[Outline annotation records]
--*--

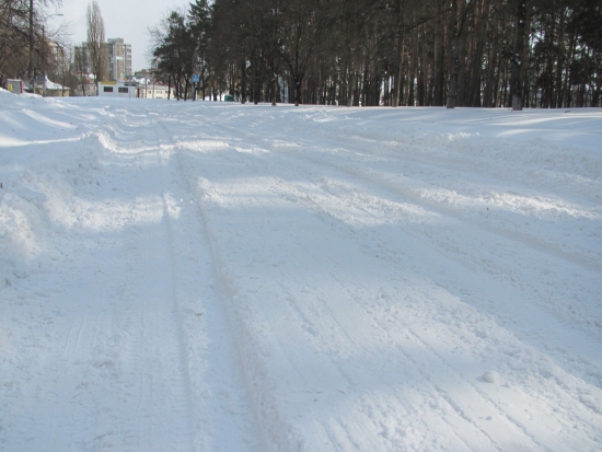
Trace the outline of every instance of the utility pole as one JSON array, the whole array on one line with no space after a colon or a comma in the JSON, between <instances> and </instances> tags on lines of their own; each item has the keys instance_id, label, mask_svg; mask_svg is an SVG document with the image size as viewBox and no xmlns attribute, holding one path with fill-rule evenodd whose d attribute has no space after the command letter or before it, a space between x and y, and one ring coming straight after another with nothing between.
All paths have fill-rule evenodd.
<instances>
[{"instance_id":1,"label":"utility pole","mask_svg":"<svg viewBox=\"0 0 602 452\"><path fill-rule=\"evenodd\" d=\"M27 68L27 78L30 83L34 77L34 0L30 0L30 67ZM33 85L31 86L33 90Z\"/></svg>"}]
</instances>

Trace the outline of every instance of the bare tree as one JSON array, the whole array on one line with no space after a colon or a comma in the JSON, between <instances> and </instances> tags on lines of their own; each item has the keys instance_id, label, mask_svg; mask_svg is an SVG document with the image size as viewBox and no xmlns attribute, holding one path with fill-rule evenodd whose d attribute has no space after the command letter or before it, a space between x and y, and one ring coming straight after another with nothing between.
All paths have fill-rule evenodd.
<instances>
[{"instance_id":1,"label":"bare tree","mask_svg":"<svg viewBox=\"0 0 602 452\"><path fill-rule=\"evenodd\" d=\"M104 21L96 0L88 4L85 19L88 22L88 46L90 49L92 73L96 81L101 81L107 78L108 74L108 55L105 43Z\"/></svg>"}]
</instances>

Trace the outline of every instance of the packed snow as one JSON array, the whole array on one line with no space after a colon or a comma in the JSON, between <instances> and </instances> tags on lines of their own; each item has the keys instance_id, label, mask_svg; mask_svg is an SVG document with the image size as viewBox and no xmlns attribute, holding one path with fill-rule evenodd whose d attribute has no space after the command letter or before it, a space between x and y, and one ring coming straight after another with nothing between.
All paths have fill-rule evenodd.
<instances>
[{"instance_id":1,"label":"packed snow","mask_svg":"<svg viewBox=\"0 0 602 452\"><path fill-rule=\"evenodd\" d=\"M0 91L0 450L599 451L602 111Z\"/></svg>"}]
</instances>

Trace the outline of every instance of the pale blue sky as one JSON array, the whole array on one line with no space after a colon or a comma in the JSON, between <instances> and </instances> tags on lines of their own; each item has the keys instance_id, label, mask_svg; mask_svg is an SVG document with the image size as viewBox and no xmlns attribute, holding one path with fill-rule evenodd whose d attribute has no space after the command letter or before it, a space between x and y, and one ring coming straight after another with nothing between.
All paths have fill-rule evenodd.
<instances>
[{"instance_id":1,"label":"pale blue sky","mask_svg":"<svg viewBox=\"0 0 602 452\"><path fill-rule=\"evenodd\" d=\"M159 23L161 18L174 8L187 9L193 0L96 0L104 20L106 37L123 37L131 44L132 69L139 70L149 66L146 53L149 47L148 28ZM91 1L62 0L62 5L48 8L46 13L60 12L62 18L50 18L50 28L67 24L70 40L79 44L85 40L85 10Z\"/></svg>"}]
</instances>

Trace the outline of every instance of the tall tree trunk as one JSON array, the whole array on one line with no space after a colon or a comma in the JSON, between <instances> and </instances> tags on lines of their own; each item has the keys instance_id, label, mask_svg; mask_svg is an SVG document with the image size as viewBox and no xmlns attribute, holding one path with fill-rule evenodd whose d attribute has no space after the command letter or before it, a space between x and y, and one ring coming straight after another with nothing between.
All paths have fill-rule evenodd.
<instances>
[{"instance_id":1,"label":"tall tree trunk","mask_svg":"<svg viewBox=\"0 0 602 452\"><path fill-rule=\"evenodd\" d=\"M437 3L437 21L435 25L435 68L432 105L443 106L443 82L444 82L444 32L443 32L443 2Z\"/></svg>"},{"instance_id":2,"label":"tall tree trunk","mask_svg":"<svg viewBox=\"0 0 602 452\"><path fill-rule=\"evenodd\" d=\"M512 109L522 109L522 63L524 60L523 43L524 43L524 22L526 20L526 0L516 0L516 25L514 25L514 43L512 45L512 65L510 74L510 93L512 96Z\"/></svg>"},{"instance_id":3,"label":"tall tree trunk","mask_svg":"<svg viewBox=\"0 0 602 452\"><path fill-rule=\"evenodd\" d=\"M246 60L241 61L241 104L246 103Z\"/></svg>"},{"instance_id":4,"label":"tall tree trunk","mask_svg":"<svg viewBox=\"0 0 602 452\"><path fill-rule=\"evenodd\" d=\"M462 0L452 0L450 35L451 35L451 71L450 85L448 90L448 108L455 108L455 98L458 95L458 77L460 76L460 34L462 27L459 24L458 2Z\"/></svg>"}]
</instances>

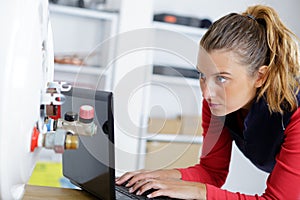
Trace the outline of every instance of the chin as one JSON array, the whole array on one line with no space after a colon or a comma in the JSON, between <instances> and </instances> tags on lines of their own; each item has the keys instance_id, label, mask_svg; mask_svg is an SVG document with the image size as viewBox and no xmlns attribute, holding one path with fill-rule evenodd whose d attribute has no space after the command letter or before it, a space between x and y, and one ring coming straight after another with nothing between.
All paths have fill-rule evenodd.
<instances>
[{"instance_id":1,"label":"chin","mask_svg":"<svg viewBox=\"0 0 300 200\"><path fill-rule=\"evenodd\" d=\"M235 110L226 110L226 109L212 109L210 108L210 111L213 115L217 116L217 117L224 117L232 112L234 112Z\"/></svg>"}]
</instances>

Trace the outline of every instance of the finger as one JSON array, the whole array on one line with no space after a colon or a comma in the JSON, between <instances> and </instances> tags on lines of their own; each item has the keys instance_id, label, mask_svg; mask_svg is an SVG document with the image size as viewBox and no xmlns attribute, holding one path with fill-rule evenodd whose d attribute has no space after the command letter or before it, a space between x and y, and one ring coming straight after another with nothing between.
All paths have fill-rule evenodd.
<instances>
[{"instance_id":1,"label":"finger","mask_svg":"<svg viewBox=\"0 0 300 200\"><path fill-rule=\"evenodd\" d=\"M152 178L151 173L142 171L140 173L135 174L129 181L128 184L126 185L126 187L131 187L133 185L135 185L136 183L143 181L145 179L149 179Z\"/></svg>"},{"instance_id":2,"label":"finger","mask_svg":"<svg viewBox=\"0 0 300 200\"><path fill-rule=\"evenodd\" d=\"M115 180L116 184L117 185L122 185L123 183L125 183L126 181L131 179L136 173L138 173L138 172L126 172L121 177L116 178L116 180Z\"/></svg>"},{"instance_id":3,"label":"finger","mask_svg":"<svg viewBox=\"0 0 300 200\"><path fill-rule=\"evenodd\" d=\"M147 192L148 190L157 190L160 189L160 185L159 182L151 179L151 180L146 180L145 182L142 183L142 185L139 187L139 189L137 190L137 195L142 195L145 192Z\"/></svg>"},{"instance_id":4,"label":"finger","mask_svg":"<svg viewBox=\"0 0 300 200\"><path fill-rule=\"evenodd\" d=\"M140 181L137 181L130 189L129 189L129 192L135 192L137 190L140 190L140 188L147 184L148 183L148 179L143 179L143 180L140 180Z\"/></svg>"}]
</instances>

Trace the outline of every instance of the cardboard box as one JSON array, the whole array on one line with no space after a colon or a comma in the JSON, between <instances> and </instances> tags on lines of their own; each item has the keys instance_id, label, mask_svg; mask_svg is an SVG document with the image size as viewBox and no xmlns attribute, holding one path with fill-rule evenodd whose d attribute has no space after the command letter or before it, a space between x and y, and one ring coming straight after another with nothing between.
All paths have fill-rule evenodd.
<instances>
[{"instance_id":1,"label":"cardboard box","mask_svg":"<svg viewBox=\"0 0 300 200\"><path fill-rule=\"evenodd\" d=\"M150 118L148 133L202 135L200 116L179 116L175 119Z\"/></svg>"},{"instance_id":2,"label":"cardboard box","mask_svg":"<svg viewBox=\"0 0 300 200\"><path fill-rule=\"evenodd\" d=\"M181 129L180 118L163 119L150 118L148 121L148 133L179 134Z\"/></svg>"},{"instance_id":3,"label":"cardboard box","mask_svg":"<svg viewBox=\"0 0 300 200\"><path fill-rule=\"evenodd\" d=\"M146 169L172 169L199 162L202 144L147 142Z\"/></svg>"},{"instance_id":4,"label":"cardboard box","mask_svg":"<svg viewBox=\"0 0 300 200\"><path fill-rule=\"evenodd\" d=\"M200 116L182 116L180 134L202 135L202 118Z\"/></svg>"}]
</instances>

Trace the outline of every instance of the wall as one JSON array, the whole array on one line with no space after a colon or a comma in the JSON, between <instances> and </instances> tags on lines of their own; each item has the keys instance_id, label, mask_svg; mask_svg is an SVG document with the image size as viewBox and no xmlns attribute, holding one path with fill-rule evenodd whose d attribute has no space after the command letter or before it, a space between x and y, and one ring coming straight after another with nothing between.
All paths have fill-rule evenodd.
<instances>
[{"instance_id":1,"label":"wall","mask_svg":"<svg viewBox=\"0 0 300 200\"><path fill-rule=\"evenodd\" d=\"M269 5L276 9L284 23L300 37L300 1L298 0L231 0L226 1L226 3L222 0L155 0L154 11L176 12L216 20L229 12L243 12L247 6L257 3Z\"/></svg>"}]
</instances>

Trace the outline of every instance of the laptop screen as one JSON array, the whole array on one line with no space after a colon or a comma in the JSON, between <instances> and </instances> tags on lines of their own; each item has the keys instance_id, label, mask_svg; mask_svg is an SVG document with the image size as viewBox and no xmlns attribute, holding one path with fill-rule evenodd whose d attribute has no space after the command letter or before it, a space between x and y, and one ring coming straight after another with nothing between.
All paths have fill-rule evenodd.
<instances>
[{"instance_id":1,"label":"laptop screen","mask_svg":"<svg viewBox=\"0 0 300 200\"><path fill-rule=\"evenodd\" d=\"M63 94L62 117L68 111L79 113L82 105L91 105L97 125L96 134L79 135L78 149L63 153L63 175L100 199L115 199L113 95L82 88Z\"/></svg>"}]
</instances>

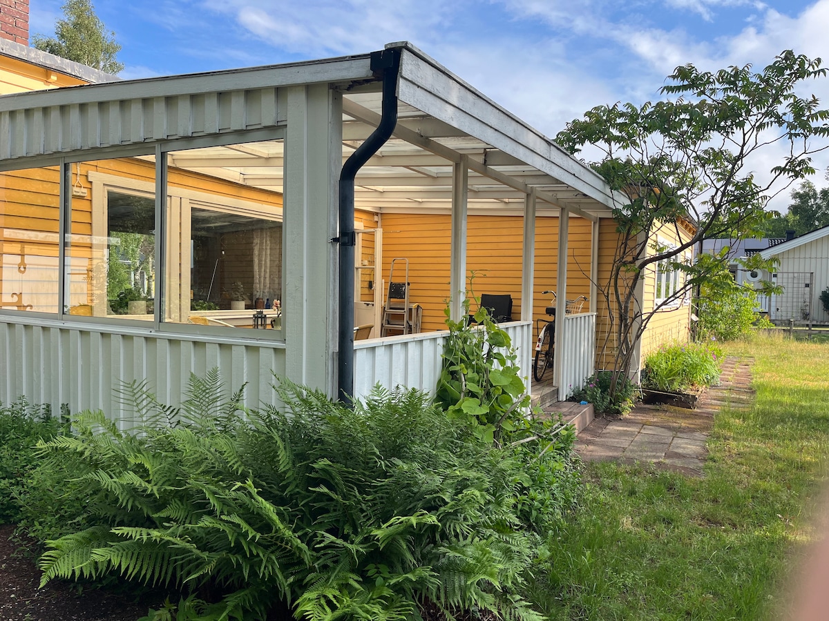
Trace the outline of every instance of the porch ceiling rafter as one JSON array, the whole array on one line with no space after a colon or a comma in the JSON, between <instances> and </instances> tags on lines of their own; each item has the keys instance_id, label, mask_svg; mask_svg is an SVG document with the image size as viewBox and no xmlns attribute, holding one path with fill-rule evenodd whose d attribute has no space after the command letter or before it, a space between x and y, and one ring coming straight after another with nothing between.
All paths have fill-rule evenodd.
<instances>
[{"instance_id":1,"label":"porch ceiling rafter","mask_svg":"<svg viewBox=\"0 0 829 621\"><path fill-rule=\"evenodd\" d=\"M379 114L373 112L372 110L368 109L367 108L365 108L358 104L356 104L353 101L349 101L347 98L343 98L342 111L348 116L359 119L369 124L372 123L376 124L380 123ZM449 147L447 147L446 145L442 144L441 142L433 140L432 138L421 136L419 133L411 129L409 129L408 128L403 127L400 124L398 124L398 126L395 128L393 136L401 140L404 140L406 142L409 142L410 144L414 145L415 147L419 147L424 151L429 152L430 153L434 153L434 155L439 156L439 157L453 164L458 163L461 161L462 155L468 155L468 153L463 153L456 151L453 148L450 148ZM490 152L495 151L496 150L494 149L487 148L487 147L484 146L482 153L483 160L482 161L478 161L473 157L466 158L466 161L468 162L469 171L476 172L478 175L481 175L482 176L485 176L495 181L497 181L509 188L512 188L513 190L521 192L524 195L528 195L531 189L531 186L530 185L525 183L522 181L510 176L506 173L501 172L500 171L494 168L493 166L483 163L483 161L492 161L492 159L497 158L498 156L497 154L495 154L494 152ZM403 155L381 156L385 166L394 166L396 163L397 159L409 158L413 156L418 158L424 157L424 156L417 156L414 154L407 154L405 156ZM509 165L511 166L516 166L516 165L526 166L526 164L524 164L524 162L521 162L520 161L516 160L514 157L511 157L511 156L507 156L507 157L509 157L510 159ZM422 160L419 159L419 161ZM372 162L370 160L369 162L366 164L366 166L371 166L371 165ZM558 183L560 184L560 181ZM596 219L595 215L589 214L589 212L585 211L580 207L577 205L570 205L568 198L559 196L554 192L550 192L545 190L539 188L536 189L536 196L541 200L550 203L550 205L555 205L557 207L559 206L570 207L570 209L573 210L574 214L586 219L592 221Z\"/></svg>"}]
</instances>

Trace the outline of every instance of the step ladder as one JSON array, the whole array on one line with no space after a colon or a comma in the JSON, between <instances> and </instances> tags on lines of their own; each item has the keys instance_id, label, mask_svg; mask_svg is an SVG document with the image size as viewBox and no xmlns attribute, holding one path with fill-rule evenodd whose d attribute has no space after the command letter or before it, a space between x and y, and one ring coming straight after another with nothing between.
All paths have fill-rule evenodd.
<instances>
[{"instance_id":1,"label":"step ladder","mask_svg":"<svg viewBox=\"0 0 829 621\"><path fill-rule=\"evenodd\" d=\"M397 263L397 280L395 280L395 264ZM403 279L400 271L405 268ZM383 306L383 324L381 336L411 334L410 306L409 306L409 259L393 258L389 268L389 288Z\"/></svg>"}]
</instances>

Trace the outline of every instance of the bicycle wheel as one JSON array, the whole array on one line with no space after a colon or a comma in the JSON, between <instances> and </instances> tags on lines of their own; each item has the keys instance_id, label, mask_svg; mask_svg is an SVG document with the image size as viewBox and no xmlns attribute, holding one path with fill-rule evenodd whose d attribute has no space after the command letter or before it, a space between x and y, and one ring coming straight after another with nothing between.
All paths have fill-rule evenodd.
<instances>
[{"instance_id":1,"label":"bicycle wheel","mask_svg":"<svg viewBox=\"0 0 829 621\"><path fill-rule=\"evenodd\" d=\"M544 373L553 366L553 348L550 342L550 328L545 325L544 334L541 335L541 349L536 350L536 359L532 364L532 377L536 382L541 382Z\"/></svg>"}]
</instances>

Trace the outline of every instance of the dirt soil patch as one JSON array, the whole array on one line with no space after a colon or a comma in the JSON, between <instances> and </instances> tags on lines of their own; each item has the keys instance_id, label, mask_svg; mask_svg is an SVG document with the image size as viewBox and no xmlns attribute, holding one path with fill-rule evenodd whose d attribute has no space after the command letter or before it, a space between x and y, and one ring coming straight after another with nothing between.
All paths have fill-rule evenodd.
<instances>
[{"instance_id":1,"label":"dirt soil patch","mask_svg":"<svg viewBox=\"0 0 829 621\"><path fill-rule=\"evenodd\" d=\"M0 621L130 621L157 603L99 589L79 593L75 584L63 580L40 589L36 563L30 547L14 537L14 527L0 526Z\"/></svg>"}]
</instances>

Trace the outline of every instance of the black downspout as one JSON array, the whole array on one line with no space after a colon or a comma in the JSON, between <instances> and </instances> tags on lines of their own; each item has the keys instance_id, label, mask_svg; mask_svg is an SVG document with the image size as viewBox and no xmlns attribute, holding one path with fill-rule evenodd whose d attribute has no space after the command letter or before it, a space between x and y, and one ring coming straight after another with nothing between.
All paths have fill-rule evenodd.
<instances>
[{"instance_id":1,"label":"black downspout","mask_svg":"<svg viewBox=\"0 0 829 621\"><path fill-rule=\"evenodd\" d=\"M371 68L383 79L383 107L380 124L365 142L351 153L340 172L340 300L337 398L351 404L354 393L354 178L357 171L391 137L397 124L397 75L400 50L371 53Z\"/></svg>"}]
</instances>

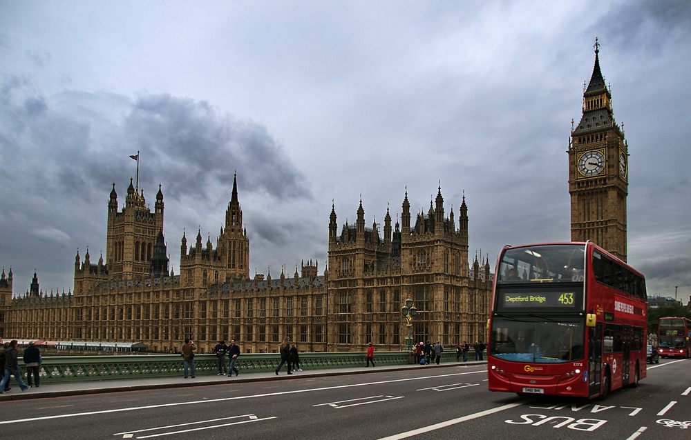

--*--

### THE PROBLEM
Which lines in the listing above contain the word "step"? Copy out each of those lines in full.

### RESPONSE
Trace the outline of every instance of the step ladder as one JSON array, the whole array on one line with no space after a colon or a comma in the JSON, between <instances> and </instances> tags on lines of their own; each item has the keys instance_id, label, mask_svg; mask_svg is an SVG document with the image size as viewBox and no xmlns attribute, holding one path with fill-rule evenodd whose d attribute has no space after the command letter or before it, a space between x and y, and one ring coming straight after another with nothing between.
[{"instance_id":1,"label":"step ladder","mask_svg":"<svg viewBox=\"0 0 829 621\"><path fill-rule=\"evenodd\" d=\"M397 263L397 280L395 280L395 264ZM403 279L400 271L405 268ZM383 306L383 324L381 336L411 334L410 306L409 306L409 259L393 258L389 268L389 288Z\"/></svg>"}]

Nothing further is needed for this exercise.